Write out all the entries below without any change.

● **Records supplied**
[Start of section]

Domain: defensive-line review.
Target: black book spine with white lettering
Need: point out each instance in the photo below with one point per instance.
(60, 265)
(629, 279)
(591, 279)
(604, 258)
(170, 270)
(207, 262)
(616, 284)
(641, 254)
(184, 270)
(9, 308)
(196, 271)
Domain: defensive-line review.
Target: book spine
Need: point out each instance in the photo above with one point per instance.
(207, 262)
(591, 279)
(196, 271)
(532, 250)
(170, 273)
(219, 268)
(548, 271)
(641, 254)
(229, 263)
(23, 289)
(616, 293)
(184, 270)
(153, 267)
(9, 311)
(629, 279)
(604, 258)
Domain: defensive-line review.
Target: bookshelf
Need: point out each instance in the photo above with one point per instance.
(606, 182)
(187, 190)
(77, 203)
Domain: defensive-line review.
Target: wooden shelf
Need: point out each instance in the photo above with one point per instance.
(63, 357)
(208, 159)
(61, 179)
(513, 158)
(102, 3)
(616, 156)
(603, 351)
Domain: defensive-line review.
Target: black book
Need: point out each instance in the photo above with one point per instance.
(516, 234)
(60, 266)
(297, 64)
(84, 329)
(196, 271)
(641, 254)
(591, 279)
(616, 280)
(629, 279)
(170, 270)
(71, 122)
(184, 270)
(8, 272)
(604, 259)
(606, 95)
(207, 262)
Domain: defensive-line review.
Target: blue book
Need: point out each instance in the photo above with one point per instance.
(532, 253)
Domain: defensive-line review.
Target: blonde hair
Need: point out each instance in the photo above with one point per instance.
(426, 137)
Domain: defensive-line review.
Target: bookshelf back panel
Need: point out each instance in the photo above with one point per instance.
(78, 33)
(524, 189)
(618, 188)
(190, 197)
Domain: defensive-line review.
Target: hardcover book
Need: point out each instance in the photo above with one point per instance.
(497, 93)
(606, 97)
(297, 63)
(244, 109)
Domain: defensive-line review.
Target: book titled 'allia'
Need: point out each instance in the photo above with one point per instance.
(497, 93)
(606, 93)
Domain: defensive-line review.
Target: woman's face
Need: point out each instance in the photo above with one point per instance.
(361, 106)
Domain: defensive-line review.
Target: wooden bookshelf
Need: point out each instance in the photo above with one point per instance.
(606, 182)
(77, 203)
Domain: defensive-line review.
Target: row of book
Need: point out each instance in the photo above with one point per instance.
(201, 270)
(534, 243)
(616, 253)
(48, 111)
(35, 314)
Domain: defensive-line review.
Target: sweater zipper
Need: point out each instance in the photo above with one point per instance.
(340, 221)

[End of section]

● **Solution for this task**
Domain: defensive-line review.
Target: black book spine with white lettering
Need: point out each instance in the photo below with one point per instance.
(60, 265)
(629, 279)
(591, 279)
(604, 258)
(170, 270)
(207, 262)
(616, 284)
(641, 254)
(184, 270)
(9, 308)
(196, 271)
Domain: defensive-line review.
Target: book spine
Need: point out each instance in the photo above with one point per instance.
(207, 262)
(591, 279)
(196, 271)
(532, 250)
(170, 273)
(219, 268)
(548, 271)
(641, 254)
(229, 263)
(23, 289)
(616, 293)
(184, 270)
(153, 267)
(9, 311)
(629, 279)
(604, 258)
Domain: defensive-line review.
Target: bookshelf
Need: point out each instance in the photo above with one point per instance.
(606, 182)
(187, 190)
(77, 203)
Domain: defensive-line review.
Target: wooden shelf
Need: point out each instance in the photo above with one point per instance.
(63, 357)
(208, 159)
(61, 179)
(513, 158)
(102, 3)
(616, 156)
(603, 351)
Domain: defensive-line review.
Target: black book
Need: point out each instance in the photo above with one point per instance.
(516, 234)
(60, 266)
(297, 64)
(84, 329)
(196, 271)
(641, 254)
(591, 279)
(616, 280)
(629, 279)
(170, 270)
(71, 122)
(184, 270)
(8, 272)
(604, 259)
(606, 95)
(207, 262)
Domain: defensive-line review.
Target: blue book
Need: point out each instance in the photo above with one point per instance.
(532, 253)
Domain: defensive-line review.
Target: blonde hair
Need: point out each instance in the photo above with one point per instance.
(426, 137)
Domain: defensive-line review.
Target: bookshelf back panel
Need: point out each instance in the photo above with one point per instance.
(78, 33)
(524, 189)
(618, 188)
(190, 197)
Domain: defensive-line review.
Target: hardcover book
Need: point out each instance in the photo above with one point per instance.
(497, 93)
(606, 97)
(297, 63)
(244, 109)
Domain: defensive-line review.
Target: book titled 'allia'
Need: point out each instance in the photo above with one point per instance.
(497, 93)
(606, 93)
Domain: defensive-line review.
Target: woman's face
Need: point out each instance in the photo above with one point per instance.
(361, 106)
Domain: defensive-line review.
Target: wooden bookshelf
Need: point out each instance in the photo above with one point per instance.
(606, 182)
(77, 203)
Domain: defensive-line review.
Target: row of book
Need: point out each instance in the photo above with one point per instance.
(201, 270)
(534, 243)
(616, 253)
(48, 111)
(35, 314)
Domain: defensive-line review.
Target: sweater zipper
Need: point out each instance in the photo above with one point per instance.
(340, 221)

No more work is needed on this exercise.